#### WHAT IS EXPECTED
Filter the data for lines with the word "calm" and copy those lines.
□ □ □ □ □ □ □
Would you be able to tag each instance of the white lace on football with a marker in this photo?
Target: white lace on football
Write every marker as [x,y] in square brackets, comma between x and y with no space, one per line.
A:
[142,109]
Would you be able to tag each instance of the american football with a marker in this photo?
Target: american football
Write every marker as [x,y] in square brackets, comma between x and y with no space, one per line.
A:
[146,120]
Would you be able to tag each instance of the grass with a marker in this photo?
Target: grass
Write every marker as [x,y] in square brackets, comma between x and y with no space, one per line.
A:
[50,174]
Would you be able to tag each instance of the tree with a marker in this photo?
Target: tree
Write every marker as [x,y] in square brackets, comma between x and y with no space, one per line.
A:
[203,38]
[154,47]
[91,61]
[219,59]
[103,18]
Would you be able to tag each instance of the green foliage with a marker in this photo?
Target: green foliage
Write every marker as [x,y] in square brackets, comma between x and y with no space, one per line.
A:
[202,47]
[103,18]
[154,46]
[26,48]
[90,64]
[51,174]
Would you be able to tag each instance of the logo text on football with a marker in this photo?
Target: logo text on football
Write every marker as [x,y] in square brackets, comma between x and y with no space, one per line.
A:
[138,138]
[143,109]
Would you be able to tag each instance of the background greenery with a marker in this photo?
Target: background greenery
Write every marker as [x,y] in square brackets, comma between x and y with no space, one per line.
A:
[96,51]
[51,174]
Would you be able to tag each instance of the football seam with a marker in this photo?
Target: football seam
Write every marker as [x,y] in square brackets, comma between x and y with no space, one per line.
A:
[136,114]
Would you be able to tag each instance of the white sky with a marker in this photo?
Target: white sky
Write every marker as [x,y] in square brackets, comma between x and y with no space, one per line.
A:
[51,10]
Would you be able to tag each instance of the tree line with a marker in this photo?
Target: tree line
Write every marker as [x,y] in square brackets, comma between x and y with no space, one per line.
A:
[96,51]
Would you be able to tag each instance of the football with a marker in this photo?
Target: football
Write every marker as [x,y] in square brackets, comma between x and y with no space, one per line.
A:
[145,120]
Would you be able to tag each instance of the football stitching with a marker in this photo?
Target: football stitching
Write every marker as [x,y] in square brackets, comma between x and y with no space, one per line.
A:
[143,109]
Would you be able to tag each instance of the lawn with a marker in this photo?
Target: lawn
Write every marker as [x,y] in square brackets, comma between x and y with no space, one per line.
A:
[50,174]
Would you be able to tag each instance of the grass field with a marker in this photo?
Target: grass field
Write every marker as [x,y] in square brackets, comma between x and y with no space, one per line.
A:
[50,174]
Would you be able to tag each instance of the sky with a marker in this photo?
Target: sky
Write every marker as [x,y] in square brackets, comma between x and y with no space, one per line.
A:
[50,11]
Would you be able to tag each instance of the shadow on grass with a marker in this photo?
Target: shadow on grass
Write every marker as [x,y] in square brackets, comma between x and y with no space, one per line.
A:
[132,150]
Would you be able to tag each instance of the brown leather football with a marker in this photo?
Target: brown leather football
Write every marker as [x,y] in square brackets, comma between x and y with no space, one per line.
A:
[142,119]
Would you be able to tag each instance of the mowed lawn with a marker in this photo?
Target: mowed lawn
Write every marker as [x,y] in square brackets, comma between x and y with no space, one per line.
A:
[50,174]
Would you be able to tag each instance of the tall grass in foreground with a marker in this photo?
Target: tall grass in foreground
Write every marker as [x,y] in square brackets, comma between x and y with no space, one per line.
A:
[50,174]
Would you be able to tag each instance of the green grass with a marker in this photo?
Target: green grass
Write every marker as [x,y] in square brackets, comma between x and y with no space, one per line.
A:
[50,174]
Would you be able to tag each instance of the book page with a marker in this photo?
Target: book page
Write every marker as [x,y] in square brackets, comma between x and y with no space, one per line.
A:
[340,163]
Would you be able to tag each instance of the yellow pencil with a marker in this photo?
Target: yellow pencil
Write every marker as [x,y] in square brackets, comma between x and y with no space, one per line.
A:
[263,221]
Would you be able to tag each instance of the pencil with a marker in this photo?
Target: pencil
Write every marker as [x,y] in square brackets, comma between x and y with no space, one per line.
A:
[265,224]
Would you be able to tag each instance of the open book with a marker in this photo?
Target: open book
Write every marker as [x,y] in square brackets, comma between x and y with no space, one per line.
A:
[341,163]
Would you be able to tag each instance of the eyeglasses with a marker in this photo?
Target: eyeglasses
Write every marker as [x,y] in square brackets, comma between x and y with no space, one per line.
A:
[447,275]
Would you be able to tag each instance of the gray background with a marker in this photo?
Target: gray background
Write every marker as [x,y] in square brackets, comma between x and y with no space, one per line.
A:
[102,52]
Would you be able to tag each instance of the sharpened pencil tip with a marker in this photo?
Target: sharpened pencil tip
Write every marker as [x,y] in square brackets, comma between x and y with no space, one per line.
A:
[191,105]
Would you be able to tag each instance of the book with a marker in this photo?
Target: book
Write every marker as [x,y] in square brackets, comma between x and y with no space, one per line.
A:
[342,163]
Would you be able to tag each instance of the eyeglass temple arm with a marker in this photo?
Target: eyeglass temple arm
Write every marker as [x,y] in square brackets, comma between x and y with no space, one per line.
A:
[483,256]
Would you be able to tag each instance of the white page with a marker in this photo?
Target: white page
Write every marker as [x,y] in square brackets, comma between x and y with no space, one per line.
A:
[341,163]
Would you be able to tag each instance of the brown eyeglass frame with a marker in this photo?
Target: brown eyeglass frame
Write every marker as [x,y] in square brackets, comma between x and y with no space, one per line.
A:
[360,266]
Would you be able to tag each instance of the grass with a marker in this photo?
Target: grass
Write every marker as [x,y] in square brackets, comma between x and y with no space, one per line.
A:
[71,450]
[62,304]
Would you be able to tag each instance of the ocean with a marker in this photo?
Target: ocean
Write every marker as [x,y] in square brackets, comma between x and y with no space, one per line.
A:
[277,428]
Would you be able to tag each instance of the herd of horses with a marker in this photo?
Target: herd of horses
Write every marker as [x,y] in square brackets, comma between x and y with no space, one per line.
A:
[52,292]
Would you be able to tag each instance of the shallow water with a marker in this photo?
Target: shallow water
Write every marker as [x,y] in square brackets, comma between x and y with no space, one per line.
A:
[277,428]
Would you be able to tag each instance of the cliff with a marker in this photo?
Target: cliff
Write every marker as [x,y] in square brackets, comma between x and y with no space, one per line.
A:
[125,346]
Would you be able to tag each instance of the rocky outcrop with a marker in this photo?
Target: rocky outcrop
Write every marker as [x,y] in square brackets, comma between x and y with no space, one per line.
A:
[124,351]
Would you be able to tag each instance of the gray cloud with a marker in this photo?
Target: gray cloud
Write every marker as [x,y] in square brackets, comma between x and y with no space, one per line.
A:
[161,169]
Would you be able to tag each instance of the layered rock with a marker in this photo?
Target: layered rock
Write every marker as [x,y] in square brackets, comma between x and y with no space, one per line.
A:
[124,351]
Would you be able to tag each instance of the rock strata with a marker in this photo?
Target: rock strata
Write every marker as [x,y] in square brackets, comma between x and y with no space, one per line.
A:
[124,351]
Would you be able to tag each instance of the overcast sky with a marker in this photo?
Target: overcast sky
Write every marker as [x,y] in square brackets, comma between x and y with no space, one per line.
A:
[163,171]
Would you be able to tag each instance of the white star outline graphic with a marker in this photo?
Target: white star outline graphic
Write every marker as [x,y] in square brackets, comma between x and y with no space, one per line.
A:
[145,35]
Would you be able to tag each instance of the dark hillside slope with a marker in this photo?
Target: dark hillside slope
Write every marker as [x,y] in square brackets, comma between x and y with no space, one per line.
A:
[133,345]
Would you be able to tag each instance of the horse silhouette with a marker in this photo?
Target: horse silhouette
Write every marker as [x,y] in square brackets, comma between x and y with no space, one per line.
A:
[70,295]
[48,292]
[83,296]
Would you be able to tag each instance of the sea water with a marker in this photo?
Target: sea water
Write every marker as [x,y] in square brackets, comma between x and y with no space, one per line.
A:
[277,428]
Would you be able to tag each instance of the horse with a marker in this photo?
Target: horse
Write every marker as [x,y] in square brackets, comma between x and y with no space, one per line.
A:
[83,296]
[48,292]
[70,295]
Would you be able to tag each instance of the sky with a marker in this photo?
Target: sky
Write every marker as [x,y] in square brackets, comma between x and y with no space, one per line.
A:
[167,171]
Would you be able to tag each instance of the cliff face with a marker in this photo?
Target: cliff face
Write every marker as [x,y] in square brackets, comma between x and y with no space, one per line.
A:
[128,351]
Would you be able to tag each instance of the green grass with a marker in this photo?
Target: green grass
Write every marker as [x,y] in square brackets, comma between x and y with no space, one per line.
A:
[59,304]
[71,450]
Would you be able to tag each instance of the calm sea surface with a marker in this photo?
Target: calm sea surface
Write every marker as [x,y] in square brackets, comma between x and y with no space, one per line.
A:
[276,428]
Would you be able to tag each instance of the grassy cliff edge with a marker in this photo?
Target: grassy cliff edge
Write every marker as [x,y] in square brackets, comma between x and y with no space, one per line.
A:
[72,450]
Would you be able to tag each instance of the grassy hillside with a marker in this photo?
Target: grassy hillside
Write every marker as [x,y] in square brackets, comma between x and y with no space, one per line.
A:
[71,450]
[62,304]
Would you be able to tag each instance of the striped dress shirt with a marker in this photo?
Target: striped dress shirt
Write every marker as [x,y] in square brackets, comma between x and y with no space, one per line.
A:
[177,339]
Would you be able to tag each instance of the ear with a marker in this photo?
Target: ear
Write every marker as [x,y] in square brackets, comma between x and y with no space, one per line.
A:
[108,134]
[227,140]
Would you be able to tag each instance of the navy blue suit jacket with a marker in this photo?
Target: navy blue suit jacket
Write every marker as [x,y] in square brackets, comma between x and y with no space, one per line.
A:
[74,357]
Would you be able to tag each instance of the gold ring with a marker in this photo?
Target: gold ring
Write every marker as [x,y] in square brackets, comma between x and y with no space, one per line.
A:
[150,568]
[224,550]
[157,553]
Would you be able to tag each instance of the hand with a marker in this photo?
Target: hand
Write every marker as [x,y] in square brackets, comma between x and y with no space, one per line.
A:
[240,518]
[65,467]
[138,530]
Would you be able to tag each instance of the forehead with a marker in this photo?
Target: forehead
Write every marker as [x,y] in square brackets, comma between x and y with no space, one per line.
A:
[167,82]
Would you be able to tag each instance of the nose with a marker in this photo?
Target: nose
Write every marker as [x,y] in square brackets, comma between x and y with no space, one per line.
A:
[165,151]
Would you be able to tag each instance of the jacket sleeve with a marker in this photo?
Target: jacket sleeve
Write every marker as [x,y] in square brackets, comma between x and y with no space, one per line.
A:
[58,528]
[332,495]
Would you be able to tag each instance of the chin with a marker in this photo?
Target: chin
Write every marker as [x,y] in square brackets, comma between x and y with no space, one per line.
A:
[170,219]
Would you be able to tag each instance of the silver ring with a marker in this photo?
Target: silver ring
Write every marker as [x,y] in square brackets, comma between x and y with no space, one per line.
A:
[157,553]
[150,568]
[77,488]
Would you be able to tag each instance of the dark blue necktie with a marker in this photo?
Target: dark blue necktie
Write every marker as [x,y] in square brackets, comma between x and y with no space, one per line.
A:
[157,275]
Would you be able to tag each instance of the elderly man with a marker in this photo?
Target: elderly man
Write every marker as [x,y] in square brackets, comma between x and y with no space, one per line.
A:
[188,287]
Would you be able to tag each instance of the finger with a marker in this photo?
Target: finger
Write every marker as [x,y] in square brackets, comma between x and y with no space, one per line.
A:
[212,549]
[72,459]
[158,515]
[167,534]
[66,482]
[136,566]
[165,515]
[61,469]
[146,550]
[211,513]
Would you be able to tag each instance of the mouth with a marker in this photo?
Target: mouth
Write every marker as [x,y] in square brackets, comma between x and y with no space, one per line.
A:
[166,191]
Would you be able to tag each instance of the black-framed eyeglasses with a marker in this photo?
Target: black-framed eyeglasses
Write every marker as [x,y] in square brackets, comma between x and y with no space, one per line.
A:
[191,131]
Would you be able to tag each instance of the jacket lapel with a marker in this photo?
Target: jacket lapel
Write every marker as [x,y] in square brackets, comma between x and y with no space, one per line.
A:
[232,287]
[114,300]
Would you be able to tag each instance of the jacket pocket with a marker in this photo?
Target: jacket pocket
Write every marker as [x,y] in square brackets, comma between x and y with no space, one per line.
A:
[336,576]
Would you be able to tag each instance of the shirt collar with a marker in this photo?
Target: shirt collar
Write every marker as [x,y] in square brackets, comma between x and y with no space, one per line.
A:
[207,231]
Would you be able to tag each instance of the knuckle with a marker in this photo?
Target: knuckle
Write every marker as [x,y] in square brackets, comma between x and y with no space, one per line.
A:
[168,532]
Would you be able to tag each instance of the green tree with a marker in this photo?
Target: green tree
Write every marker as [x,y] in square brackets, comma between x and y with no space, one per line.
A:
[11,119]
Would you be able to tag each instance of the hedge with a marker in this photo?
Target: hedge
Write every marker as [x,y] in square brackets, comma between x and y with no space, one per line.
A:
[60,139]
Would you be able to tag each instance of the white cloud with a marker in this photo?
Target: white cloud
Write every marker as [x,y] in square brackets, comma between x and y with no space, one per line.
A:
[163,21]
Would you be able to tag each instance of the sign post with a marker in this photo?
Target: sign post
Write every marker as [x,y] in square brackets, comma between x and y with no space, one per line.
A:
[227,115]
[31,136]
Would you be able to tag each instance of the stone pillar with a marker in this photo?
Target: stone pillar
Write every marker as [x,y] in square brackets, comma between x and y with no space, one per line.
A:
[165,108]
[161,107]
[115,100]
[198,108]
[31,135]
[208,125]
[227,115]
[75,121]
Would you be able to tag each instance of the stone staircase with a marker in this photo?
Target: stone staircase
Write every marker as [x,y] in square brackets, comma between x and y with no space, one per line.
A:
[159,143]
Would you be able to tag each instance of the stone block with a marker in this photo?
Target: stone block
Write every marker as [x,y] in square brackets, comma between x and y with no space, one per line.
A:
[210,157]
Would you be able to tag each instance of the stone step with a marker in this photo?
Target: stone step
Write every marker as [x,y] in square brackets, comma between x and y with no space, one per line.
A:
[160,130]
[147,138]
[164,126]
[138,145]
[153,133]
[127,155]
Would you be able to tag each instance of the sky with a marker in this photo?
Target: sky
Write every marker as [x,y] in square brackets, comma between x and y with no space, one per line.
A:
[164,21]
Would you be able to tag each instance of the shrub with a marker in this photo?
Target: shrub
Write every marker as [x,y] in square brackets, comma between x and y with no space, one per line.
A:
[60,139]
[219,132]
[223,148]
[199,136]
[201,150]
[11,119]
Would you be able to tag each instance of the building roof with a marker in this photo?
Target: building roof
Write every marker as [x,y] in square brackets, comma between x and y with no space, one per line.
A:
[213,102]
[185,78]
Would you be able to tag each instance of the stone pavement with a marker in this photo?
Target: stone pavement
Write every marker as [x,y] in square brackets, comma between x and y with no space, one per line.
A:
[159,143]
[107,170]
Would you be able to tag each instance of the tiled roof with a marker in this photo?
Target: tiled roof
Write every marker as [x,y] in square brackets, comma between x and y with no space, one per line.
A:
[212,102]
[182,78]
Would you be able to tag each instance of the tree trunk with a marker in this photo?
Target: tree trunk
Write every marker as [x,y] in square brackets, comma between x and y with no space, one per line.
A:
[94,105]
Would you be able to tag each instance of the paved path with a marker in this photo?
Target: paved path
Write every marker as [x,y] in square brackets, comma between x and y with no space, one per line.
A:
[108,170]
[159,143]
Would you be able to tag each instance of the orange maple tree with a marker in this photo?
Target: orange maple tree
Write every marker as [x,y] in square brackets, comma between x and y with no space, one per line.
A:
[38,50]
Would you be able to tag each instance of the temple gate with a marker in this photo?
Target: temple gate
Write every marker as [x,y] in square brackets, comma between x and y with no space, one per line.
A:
□ □ □ □ □ □ □
#### TASK SOLUTION
Would you be able to tag each instance of the calm sea surface with a marker in this photo?
Target: calm sea surface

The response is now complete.